## Exercise directions
In the passage on neuroendocrine tumor therapy, what are the two goals of therapy for advanced, incurable neuroendocrine cancer?

## Excerpted passage
****************************************
Diane Reidy-Lagunes, MD, outlines goals of therapy and selection of systemic therapy for patients with neuroendocrine tumors.
Diane Reidy-Lagunes, MD: I tell my patients our goals of therapy for advanced neuroendocrine cancer that’s incurable is quality and quantity. We want to make sure that we keep our patients with us for as long as possible and thank heavens our patients with neuroendocrine cancers can live for many years and often many decades. Because of that, the quality, and the therapies that we choose are critically important. We have to be very mindful of those toxicities. Grade 1 to 2 fatigue, for example, in a patient where they’re going to be on that therapy potentially for many months, into many years is a quite significant adverse effect. Having grade 2 fatigue is a very hard thing for our patients to endure over a long period of time. We’re constantly weighing the benefits and the risks of these different therapies and being mindful about dose reducing and really being careful that we’re asking our patients how are they feeling, how are they doing? Many of our patients will do whatever we tell them to ensure that the disease stays stable. But again, we want to make sure we’re being mindful of the adverse effects that they have and that we’re treating at appropriate times. When the disease grows, we need to be on these therapies, but sometimes there are opportunities for treatment holidays that we really want to take advantage of. We can’t let our patients come back in 6 months when they’re on a treatment holiday, but we want to be mindful of the ability to potentially give our patients breaks when they need them.
****************************************
## Supplied material
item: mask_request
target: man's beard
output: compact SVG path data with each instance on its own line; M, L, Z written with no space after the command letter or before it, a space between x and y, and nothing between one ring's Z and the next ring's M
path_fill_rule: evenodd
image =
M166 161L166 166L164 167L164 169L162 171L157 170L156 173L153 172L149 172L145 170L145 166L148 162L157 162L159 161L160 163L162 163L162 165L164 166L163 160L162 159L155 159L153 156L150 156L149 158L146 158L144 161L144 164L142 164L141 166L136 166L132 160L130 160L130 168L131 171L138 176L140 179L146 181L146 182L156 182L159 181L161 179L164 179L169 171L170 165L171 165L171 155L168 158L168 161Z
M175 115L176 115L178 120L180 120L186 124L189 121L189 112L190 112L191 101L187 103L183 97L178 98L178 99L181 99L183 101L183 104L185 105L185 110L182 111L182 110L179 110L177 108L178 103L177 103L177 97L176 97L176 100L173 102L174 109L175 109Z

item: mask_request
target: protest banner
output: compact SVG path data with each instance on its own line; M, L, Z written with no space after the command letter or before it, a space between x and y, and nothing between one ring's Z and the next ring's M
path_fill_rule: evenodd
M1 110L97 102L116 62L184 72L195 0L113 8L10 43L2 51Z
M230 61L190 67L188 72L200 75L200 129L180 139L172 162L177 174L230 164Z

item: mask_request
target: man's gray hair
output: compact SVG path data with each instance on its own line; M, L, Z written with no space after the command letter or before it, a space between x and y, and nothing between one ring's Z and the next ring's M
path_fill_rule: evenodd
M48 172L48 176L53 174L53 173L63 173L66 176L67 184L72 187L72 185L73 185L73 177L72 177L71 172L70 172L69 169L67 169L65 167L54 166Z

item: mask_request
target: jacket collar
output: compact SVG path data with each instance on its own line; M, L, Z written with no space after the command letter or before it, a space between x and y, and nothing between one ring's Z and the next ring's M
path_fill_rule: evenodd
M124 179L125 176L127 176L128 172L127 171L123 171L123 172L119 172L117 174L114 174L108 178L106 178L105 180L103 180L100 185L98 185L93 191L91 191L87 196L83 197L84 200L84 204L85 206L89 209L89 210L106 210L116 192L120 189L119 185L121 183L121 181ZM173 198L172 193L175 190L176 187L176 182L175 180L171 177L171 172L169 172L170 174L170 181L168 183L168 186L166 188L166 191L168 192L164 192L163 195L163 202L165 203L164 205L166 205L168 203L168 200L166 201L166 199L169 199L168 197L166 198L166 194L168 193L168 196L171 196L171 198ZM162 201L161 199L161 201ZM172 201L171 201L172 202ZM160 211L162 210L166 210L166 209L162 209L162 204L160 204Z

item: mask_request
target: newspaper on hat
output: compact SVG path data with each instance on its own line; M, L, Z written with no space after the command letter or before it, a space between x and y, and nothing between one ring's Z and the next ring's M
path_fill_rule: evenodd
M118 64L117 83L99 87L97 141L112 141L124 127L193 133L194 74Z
****************************************
## Task solution
Quality and quantity.